### AVAILABLE RECORDS
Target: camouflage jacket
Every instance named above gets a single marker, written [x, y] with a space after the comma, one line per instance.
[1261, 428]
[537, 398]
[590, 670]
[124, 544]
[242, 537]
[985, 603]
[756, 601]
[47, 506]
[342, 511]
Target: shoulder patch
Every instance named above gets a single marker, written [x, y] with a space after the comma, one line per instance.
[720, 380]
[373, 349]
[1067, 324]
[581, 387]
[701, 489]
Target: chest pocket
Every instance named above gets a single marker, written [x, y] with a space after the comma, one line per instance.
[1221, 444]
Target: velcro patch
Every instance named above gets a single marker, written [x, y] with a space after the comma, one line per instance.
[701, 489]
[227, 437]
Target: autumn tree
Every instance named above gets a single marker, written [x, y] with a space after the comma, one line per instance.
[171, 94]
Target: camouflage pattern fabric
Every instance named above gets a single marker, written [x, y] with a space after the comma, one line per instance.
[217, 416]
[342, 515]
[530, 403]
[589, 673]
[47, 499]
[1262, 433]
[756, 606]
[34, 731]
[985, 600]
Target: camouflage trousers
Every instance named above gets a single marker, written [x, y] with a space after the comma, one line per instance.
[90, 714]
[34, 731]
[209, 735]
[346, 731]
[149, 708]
--
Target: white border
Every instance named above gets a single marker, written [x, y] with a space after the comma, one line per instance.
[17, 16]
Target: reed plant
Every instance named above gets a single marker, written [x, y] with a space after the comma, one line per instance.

### WORK TASK
Return all lines of the material that have "camouflage" in them.

### SOLUTION
Target: camouflage jacket
Target: camouflage pattern fabric
Target: camouflage trousers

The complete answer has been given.